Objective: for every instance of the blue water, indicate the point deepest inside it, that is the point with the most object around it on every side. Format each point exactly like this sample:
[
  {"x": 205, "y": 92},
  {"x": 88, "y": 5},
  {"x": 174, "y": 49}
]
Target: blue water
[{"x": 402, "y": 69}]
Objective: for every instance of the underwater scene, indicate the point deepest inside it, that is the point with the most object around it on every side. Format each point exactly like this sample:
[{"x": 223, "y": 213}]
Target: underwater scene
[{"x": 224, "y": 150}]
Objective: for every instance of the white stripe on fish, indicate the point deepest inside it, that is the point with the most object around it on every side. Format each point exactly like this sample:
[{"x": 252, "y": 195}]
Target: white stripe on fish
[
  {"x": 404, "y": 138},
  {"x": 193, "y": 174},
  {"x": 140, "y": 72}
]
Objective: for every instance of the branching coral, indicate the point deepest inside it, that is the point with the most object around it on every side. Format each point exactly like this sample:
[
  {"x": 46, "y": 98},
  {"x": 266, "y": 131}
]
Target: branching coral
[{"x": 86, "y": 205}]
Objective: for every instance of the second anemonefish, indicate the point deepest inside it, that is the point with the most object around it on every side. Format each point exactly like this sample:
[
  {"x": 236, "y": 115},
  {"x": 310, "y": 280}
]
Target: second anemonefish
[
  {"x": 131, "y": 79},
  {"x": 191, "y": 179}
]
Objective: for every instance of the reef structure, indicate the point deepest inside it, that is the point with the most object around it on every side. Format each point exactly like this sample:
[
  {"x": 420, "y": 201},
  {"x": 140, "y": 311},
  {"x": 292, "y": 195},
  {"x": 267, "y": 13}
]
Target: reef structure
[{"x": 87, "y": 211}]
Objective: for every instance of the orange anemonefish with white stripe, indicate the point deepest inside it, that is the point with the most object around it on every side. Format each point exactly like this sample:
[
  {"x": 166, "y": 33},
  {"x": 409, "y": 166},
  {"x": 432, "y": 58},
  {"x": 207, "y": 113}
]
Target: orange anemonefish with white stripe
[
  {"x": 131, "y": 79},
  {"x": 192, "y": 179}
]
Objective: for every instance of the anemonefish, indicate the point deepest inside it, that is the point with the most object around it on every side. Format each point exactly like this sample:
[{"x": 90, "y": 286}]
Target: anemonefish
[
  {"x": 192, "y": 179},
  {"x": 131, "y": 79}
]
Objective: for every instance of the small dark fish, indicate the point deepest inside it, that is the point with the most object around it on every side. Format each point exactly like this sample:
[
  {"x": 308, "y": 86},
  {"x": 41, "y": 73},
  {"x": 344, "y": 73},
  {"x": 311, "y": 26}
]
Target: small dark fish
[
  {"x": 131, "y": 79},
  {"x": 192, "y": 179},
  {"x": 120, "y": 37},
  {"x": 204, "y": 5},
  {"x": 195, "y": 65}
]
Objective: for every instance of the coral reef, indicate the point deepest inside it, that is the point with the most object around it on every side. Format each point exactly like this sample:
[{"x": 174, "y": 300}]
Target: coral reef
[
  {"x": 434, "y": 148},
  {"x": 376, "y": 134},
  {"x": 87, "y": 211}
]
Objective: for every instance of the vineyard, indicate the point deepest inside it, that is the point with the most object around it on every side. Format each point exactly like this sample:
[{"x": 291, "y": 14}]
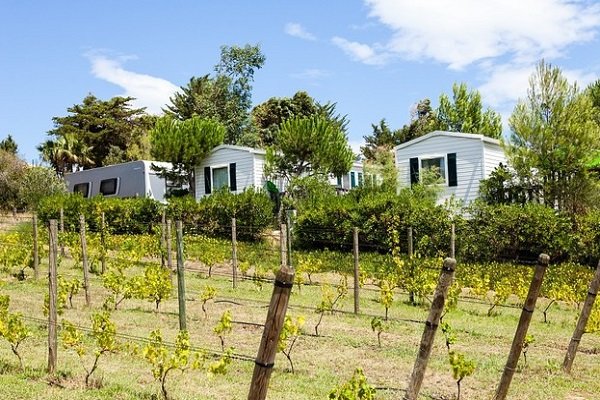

————

Copy out the part that opens with the line containing "Objective: for every instance of the reef" and closes with the end of the items, requests included, shifting every coordinate in the answers by adding -64 to it. Leave the pictures out.

--- Reply to the exercise ---
Objective: for every instance of the reef structure, indicate the point deepest inside it, that is the point with the most object around it on every side. Format each point exactly like this sample:
[
  {"x": 420, "y": 201},
  {"x": 140, "y": 311},
  {"x": 292, "y": 195},
  {"x": 267, "y": 13}
]
Target: reef structure
[{"x": 23, "y": 147}]
Objective: for every instance of the orange anemonefish with white stripe, indicate the point deepest inside it, that is the point with the most object around it on every side. Format each point exactly like this sample:
[
  {"x": 166, "y": 33},
  {"x": 409, "y": 166},
  {"x": 432, "y": 58},
  {"x": 207, "y": 113}
]
Target: orange anemonefish with white stripe
[
  {"x": 67, "y": 15},
  {"x": 128, "y": 115}
]
Objective: for every instance of the anemonefish, indicate the point deepest inside it, that is the point with the most object around it on every side. Format each point exactly like this sample:
[{"x": 90, "y": 286}]
Target: anemonefish
[
  {"x": 128, "y": 115},
  {"x": 67, "y": 15}
]
Objective: for every instance of the small dark fish, indicate the point deepest inside it, that is the point with the most object around it on every side. Format each point exactly like this sample:
[
  {"x": 308, "y": 86},
  {"x": 41, "y": 73},
  {"x": 344, "y": 73},
  {"x": 311, "y": 26}
]
Target: small dark fish
[
  {"x": 67, "y": 15},
  {"x": 128, "y": 115},
  {"x": 56, "y": -27},
  {"x": 140, "y": -59},
  {"x": 131, "y": 1}
]
Objective: for every instance of the coral reef, indicate the point deepest inside it, that is the point with the most object around it on every side. Format each point exactly like this sample:
[{"x": 174, "y": 300}]
Target: coral reef
[
  {"x": 370, "y": 84},
  {"x": 312, "y": 70},
  {"x": 23, "y": 147}
]
Objective: for every instance of the vineyard, indicate the point deepest inside it, that is the point with the most object around it on every side. Format each point exactly like this sample:
[{"x": 291, "y": 14}]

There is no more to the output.